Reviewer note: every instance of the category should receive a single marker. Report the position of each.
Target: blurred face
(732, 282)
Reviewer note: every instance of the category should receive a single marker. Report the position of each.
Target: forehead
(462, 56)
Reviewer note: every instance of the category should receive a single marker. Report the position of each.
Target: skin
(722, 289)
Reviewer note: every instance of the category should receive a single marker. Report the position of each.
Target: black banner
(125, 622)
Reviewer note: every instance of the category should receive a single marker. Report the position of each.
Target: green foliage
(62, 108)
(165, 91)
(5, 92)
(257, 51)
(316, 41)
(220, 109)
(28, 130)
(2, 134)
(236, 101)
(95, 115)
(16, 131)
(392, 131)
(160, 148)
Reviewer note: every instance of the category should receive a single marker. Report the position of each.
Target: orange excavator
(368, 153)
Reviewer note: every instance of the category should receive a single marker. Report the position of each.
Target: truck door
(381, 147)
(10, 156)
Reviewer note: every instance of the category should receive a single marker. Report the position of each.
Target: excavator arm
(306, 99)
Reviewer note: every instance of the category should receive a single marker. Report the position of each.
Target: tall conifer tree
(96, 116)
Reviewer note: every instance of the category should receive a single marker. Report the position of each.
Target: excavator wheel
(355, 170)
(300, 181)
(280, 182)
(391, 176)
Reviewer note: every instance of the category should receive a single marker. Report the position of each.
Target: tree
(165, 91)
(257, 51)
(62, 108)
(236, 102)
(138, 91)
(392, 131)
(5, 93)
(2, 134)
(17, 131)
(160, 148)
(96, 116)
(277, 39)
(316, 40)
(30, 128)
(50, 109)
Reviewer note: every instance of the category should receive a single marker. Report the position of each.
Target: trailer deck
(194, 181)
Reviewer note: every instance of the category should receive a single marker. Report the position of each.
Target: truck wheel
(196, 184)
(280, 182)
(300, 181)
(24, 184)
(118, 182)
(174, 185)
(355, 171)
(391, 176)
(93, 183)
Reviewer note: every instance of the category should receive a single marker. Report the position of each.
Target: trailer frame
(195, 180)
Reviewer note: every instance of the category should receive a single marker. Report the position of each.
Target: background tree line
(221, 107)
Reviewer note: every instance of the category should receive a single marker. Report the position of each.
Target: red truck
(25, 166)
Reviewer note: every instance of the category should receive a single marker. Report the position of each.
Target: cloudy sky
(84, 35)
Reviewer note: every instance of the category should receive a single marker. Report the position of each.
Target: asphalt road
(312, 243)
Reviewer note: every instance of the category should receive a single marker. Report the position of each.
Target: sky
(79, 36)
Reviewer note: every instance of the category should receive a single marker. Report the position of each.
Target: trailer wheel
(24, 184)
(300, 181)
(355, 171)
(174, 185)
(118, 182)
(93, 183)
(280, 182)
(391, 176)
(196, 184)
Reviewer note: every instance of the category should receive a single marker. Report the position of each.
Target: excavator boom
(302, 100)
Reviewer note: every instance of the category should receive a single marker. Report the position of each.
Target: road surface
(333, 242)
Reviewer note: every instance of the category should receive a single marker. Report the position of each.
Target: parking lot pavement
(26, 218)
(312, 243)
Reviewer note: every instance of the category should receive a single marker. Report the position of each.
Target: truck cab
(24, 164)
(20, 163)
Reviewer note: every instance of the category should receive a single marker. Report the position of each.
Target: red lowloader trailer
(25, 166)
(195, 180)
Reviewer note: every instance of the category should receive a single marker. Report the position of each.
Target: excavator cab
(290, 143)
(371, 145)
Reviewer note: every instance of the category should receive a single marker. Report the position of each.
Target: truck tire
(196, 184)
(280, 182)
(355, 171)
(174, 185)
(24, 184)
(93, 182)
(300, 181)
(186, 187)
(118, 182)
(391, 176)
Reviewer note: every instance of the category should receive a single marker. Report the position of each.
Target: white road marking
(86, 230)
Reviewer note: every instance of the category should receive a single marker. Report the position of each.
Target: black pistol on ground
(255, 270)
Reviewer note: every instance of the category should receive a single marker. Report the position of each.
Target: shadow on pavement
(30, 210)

• **Exercise goal**:
Provide all the records again, word for word.

• **Your response**:
Reviewer note: every instance of the category should receive a single marker. Report the position of each.
Target: blurred face
(732, 282)
Reviewer note: every instance of the category should receive a single marker. Report the position of each.
Target: forehead
(462, 56)
Reviewer note: every instance of the category should receive a single marker. Report the position of each.
Target: skin
(722, 289)
Reviewer note: every instance of the category should receive a single marker. Report the position of each.
Target: black banner
(125, 622)
Reviewer note: every instance of the category should receive a single marker. Report the position of each.
Target: green foliage
(62, 108)
(165, 91)
(5, 92)
(257, 51)
(316, 41)
(220, 109)
(28, 130)
(2, 134)
(236, 101)
(95, 115)
(16, 131)
(392, 131)
(160, 148)
Reviewer note: every instance of the category should receive a single marker. Report the position of each.
Target: orange excavator
(368, 153)
Reviewer note: every instance of the category should receive a single marker. Report the position of each.
Target: truck door
(381, 147)
(10, 156)
Reviewer note: every instance of the category should receive a single marker. Report the position of each.
Target: excavator arm
(306, 99)
Reviewer note: every instance of the category should receive a single marker. Report the position of each.
Target: tall conifer tree
(96, 116)
Reviewer note: every instance of the category should receive a single marker. Report the position of each.
Target: excavator wheel
(355, 170)
(300, 181)
(280, 182)
(391, 176)
Reviewer note: every instance of the category should receive a single marker. Report the position of each.
Target: tree
(165, 91)
(257, 51)
(62, 108)
(236, 102)
(138, 91)
(392, 131)
(5, 93)
(2, 134)
(17, 131)
(160, 148)
(96, 116)
(277, 39)
(316, 40)
(30, 128)
(50, 109)
Reviewer note: every instance of the category should receive a single marker. Report the position of each.
Target: trailer deck
(194, 181)
Reviewer note: every instance of the category should receive a single marker. Report the position of each.
Target: truck wheel
(196, 184)
(280, 182)
(300, 181)
(24, 184)
(118, 182)
(174, 185)
(355, 171)
(391, 176)
(93, 183)
Reviewer note: every instance of the category should receive a single marker. Report the position of each.
Target: trailer frame
(195, 180)
Reviewer note: every instance of the category should receive a single marker. Report the position of each.
Target: background tree line
(221, 107)
Reviewer note: every instance of the category should receive a single marker. Report the position of each.
Target: red truck
(25, 166)
Reviewer note: every instance of the category should receive a single marker. Report the position of each.
Target: cloudy sky
(84, 35)
Reviewer note: every instance of the category should receive a single marker. Report the position of each.
Target: asphalt road
(312, 243)
Reviewer note: every instance of the category should receive a single marker. Report the position of each.
Target: sky
(79, 36)
Reviewer note: every instance of the category should receive a single marker. Report the position of each.
Target: trailer wheel
(24, 184)
(300, 181)
(355, 171)
(174, 185)
(118, 182)
(93, 183)
(280, 182)
(391, 176)
(196, 184)
Reviewer note: every instance of the category should receive a single marker. Report the position of each.
Target: excavator boom
(302, 100)
Reviewer note: every instance of the category should receive a single marker. Report the position of each.
Target: road surface
(333, 242)
Reviewer note: every instance of the category should receive a single marker. Report the position of each.
Target: parking lot pavement
(26, 218)
(312, 243)
Reviewer note: every instance of the category should receive a single marker. Report the position of each.
Target: truck cab
(24, 164)
(20, 163)
Reviewer note: every instance of the category should receive a single marker. Report the position of each.
Target: red lowloader trailer
(25, 166)
(195, 180)
Reviewer note: every instance of the category should receive a single marker. Report the position of each.
Target: excavator cab
(290, 143)
(371, 145)
Reviewer note: every instance of the category should receive a single marker. Report the position of each.
Target: truck tire
(196, 184)
(280, 182)
(355, 171)
(174, 185)
(24, 184)
(93, 182)
(300, 181)
(186, 187)
(118, 182)
(391, 176)
Reviewer note: every instance of the category should receive a single marker. Report the position of each.
Target: white road marking
(86, 230)
Reviewer note: every instance of the category should receive a single marker. Report the position of each.
Target: black pistol on ground
(255, 270)
Reviewer note: every instance of the category should receive a single marker. Report the position of each.
Target: shadow on pavement
(30, 210)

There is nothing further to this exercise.